*Source document*:

────────────────

When you are in a hole, stop digging. It’s old advice, but often seems to escape politicians and bureaucrats. B.C. Finance Minister Carole James stirred up a hornet’s nest with her plans for a payroll tax to replace the Medical Services Plan premiums that her government promised to abolish. James has prodded the nest again with more details of the tax.
This week, the ministry released rules on what will be considered “payroll” when the tax takes effect in January. The list includes the obvious things such as salaries and wages, but it also rolls in bonuses and commissions, vacation payments, and gratuities or tips paid through an employer. And it includes employer contributions to an employee’s registered retirement savings plan.
For those already irritated by the new tax, that last one is another unnecessary poke in the ribs. Aren’t we supposed to encourage RRSP savings to ensure workers have reliable incomes in their later years?

────────────────

Stored items from a collection

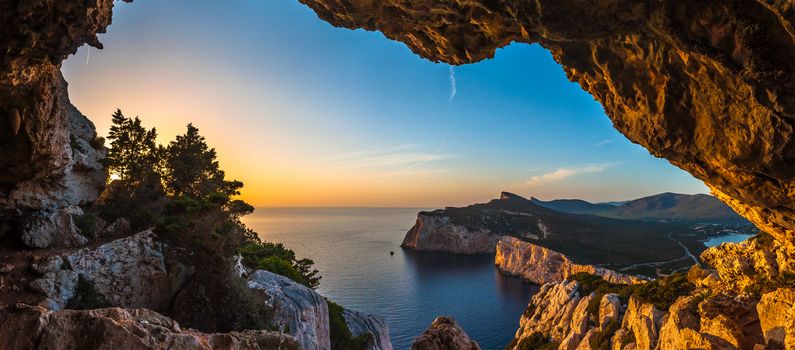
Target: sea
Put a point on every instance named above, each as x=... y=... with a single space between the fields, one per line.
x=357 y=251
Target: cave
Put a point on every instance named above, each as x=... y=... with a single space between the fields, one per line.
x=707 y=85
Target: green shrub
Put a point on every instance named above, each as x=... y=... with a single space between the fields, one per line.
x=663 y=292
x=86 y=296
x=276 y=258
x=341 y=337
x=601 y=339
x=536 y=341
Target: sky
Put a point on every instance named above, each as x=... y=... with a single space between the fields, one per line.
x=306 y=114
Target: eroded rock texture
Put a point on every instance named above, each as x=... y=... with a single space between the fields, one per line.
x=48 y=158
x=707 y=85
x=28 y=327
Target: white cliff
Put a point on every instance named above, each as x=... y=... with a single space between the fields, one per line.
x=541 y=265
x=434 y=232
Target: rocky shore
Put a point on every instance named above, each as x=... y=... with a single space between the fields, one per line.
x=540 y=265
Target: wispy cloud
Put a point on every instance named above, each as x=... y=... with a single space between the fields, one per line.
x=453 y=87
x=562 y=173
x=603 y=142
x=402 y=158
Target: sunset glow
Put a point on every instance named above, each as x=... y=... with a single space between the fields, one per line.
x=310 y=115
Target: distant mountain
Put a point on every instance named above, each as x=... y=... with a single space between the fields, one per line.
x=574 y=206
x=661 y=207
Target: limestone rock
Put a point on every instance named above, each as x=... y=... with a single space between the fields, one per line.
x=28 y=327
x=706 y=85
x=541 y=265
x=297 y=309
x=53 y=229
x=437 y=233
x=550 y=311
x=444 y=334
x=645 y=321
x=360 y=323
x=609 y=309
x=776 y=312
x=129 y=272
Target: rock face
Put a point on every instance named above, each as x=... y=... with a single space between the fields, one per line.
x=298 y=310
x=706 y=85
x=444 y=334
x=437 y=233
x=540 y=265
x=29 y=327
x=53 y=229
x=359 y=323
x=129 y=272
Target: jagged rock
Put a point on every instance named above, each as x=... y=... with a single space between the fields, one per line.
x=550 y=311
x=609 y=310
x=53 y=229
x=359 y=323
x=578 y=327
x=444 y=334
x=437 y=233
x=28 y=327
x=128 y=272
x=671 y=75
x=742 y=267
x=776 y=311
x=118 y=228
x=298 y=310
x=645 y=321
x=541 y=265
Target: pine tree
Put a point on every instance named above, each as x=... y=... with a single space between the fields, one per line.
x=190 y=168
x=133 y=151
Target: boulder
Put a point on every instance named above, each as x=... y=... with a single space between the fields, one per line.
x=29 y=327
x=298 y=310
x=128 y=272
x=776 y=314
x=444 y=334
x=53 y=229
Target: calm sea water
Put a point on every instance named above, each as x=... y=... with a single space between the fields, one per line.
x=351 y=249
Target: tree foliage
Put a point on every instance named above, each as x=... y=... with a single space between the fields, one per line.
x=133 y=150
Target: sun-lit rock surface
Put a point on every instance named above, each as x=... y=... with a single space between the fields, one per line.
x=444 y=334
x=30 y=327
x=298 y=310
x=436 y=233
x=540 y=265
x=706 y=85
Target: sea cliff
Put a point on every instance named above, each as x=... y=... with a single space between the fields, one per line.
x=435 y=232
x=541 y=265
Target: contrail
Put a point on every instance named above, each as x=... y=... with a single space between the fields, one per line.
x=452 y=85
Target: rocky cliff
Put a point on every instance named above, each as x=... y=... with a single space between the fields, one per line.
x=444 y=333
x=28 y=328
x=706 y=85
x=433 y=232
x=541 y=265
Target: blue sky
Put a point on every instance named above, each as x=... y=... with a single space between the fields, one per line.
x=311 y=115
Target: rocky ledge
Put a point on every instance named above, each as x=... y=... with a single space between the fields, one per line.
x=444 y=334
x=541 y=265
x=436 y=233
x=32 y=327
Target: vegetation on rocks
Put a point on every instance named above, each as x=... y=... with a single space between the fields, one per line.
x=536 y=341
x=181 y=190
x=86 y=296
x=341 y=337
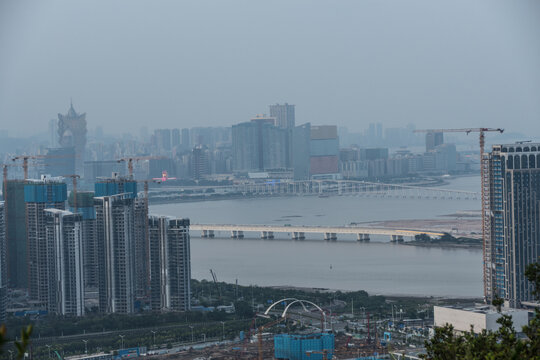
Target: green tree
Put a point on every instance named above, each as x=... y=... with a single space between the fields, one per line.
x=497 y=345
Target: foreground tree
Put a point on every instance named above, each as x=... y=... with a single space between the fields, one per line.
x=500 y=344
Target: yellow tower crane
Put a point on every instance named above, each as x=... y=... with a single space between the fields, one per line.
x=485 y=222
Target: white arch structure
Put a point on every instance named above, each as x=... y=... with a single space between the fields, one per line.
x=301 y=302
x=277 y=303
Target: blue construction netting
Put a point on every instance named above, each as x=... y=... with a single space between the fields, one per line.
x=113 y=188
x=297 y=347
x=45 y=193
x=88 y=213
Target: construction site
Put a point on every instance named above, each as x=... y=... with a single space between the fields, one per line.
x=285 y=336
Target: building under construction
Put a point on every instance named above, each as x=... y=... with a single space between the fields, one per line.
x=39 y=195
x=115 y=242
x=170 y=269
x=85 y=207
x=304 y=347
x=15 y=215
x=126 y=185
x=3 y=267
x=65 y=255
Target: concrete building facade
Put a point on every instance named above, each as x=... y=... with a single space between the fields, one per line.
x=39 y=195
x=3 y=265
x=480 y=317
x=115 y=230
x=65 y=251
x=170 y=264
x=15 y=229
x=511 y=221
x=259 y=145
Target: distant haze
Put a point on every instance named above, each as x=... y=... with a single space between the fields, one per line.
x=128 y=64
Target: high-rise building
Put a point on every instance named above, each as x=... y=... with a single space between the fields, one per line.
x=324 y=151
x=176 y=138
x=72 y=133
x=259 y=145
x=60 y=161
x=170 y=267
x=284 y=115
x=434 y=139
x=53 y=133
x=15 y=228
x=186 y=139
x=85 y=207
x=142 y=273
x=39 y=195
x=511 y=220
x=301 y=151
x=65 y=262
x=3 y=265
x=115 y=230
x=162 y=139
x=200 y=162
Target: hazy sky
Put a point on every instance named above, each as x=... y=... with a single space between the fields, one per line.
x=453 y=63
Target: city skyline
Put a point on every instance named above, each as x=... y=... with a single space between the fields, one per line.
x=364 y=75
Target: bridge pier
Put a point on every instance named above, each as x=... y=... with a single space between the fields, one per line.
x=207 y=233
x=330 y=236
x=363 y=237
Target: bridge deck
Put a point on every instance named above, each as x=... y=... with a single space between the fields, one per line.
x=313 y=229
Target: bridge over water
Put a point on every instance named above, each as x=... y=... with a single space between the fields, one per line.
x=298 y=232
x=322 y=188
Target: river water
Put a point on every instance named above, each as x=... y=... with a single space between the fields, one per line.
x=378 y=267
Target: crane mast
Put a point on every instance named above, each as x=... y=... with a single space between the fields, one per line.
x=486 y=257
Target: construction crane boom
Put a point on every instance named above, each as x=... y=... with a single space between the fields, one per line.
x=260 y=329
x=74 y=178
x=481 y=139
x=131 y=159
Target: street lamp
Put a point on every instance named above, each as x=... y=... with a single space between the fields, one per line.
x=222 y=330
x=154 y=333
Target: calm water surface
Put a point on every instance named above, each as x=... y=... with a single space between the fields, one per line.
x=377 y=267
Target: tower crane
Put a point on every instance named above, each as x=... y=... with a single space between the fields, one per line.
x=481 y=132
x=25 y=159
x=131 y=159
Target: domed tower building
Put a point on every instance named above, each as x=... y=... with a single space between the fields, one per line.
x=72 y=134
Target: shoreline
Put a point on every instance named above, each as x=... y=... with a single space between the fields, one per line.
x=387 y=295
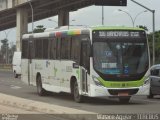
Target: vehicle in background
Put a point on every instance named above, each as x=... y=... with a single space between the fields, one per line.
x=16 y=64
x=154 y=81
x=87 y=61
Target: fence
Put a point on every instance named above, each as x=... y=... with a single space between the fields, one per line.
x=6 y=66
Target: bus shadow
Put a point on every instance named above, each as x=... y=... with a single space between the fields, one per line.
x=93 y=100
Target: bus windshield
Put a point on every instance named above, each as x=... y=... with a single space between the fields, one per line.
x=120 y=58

────────────────

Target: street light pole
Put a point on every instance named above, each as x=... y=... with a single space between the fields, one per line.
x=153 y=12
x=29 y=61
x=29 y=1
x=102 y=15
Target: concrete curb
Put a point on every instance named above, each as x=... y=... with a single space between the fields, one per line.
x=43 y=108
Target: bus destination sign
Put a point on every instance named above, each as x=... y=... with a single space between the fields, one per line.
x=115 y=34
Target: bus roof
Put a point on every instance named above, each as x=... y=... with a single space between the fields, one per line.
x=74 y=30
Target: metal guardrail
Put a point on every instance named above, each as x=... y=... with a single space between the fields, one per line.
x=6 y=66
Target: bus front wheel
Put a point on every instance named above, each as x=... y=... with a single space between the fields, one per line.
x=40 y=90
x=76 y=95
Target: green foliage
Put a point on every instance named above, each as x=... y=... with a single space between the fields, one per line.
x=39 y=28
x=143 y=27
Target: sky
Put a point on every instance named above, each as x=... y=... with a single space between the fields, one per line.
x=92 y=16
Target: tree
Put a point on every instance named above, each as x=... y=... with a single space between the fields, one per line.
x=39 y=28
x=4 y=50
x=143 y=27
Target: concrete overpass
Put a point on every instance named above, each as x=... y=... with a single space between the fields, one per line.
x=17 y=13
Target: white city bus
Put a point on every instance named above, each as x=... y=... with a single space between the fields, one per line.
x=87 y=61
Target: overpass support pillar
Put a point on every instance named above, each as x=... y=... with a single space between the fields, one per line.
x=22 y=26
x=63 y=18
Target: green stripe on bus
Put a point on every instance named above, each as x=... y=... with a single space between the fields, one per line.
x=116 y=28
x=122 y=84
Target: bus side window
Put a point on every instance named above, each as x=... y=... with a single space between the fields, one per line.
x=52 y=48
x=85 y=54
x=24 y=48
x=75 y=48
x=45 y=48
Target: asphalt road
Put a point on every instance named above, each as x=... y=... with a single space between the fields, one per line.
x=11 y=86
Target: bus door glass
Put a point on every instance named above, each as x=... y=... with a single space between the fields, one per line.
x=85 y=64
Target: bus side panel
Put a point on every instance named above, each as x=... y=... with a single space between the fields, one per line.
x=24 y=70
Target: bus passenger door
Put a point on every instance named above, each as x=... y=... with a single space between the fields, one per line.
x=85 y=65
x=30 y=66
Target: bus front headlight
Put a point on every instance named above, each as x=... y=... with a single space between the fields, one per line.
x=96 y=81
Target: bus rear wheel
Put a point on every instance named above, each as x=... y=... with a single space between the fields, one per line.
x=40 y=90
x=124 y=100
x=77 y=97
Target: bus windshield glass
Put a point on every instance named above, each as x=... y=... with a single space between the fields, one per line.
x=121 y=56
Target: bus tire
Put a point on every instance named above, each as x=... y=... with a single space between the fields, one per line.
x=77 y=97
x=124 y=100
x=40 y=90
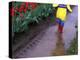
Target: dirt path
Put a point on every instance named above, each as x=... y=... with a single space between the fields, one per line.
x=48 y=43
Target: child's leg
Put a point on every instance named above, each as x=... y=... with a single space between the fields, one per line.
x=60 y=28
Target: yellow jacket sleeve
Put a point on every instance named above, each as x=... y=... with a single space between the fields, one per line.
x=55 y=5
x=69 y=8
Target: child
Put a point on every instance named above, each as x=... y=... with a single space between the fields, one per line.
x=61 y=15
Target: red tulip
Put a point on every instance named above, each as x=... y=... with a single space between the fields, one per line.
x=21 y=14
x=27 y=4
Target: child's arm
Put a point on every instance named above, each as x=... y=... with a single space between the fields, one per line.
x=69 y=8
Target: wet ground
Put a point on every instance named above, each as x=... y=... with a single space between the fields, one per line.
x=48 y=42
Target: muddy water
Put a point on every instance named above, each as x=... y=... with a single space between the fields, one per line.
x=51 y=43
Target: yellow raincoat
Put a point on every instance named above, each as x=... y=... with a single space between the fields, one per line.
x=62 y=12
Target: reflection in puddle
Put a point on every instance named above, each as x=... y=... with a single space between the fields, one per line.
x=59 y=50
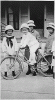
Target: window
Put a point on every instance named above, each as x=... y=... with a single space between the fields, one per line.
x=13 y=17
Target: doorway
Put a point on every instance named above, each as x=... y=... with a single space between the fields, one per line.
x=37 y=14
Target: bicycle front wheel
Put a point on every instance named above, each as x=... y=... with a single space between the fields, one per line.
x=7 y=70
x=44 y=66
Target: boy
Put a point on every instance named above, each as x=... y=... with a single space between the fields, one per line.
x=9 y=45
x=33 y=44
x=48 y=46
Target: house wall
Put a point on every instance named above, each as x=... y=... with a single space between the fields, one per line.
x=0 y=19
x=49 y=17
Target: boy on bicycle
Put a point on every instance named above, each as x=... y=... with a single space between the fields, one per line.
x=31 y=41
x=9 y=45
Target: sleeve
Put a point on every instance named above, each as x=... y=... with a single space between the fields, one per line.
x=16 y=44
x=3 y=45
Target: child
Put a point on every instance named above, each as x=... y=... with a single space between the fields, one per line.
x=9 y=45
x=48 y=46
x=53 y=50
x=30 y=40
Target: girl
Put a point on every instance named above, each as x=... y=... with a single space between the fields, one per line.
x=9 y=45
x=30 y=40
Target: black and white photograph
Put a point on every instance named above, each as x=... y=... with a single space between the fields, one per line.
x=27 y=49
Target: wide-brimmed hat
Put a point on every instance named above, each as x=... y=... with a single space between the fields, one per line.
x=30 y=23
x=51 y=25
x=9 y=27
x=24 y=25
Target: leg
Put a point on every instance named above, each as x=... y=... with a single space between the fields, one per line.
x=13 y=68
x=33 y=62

────────────────

*Exercises*:
1. Translate this sentence from the piece on B.C.'s payroll tax into Spanish: "This week, the ministry released rules on what will be considered “payroll” when the tax takes effect in January."
2. Pick up the piece on B.C.'s payroll tax after its last sentence and continue it.
Nothing in the listing is needed.

*Responses per task*:
1. Esta semana, el ministerio publicó las normas sobre lo que se considerará «nómina» cuando el impuesto entre en vigor en enero.

2.
How does slapping an additional tax on employer contributions help? And why is it even necessary to include it in calculating the new tax?
Under the plan, employers with a B.C. payroll of more than $1.5 million will pay 1.95 per cent of their total payroll, while businesses with a payroll of between $500,000 and $1.5 million will pay 2.95 per cent.
Employers whose payroll is $500,000 or less — about 85 per cent — won’t pay the employer health tax.
It’s an unwelcome hit for businesses, and potentially for employees and customers. Adding RRSP contributions to the mix makes as much sense as taxing the tips you put on your credit card but not those you leave on the table in cash.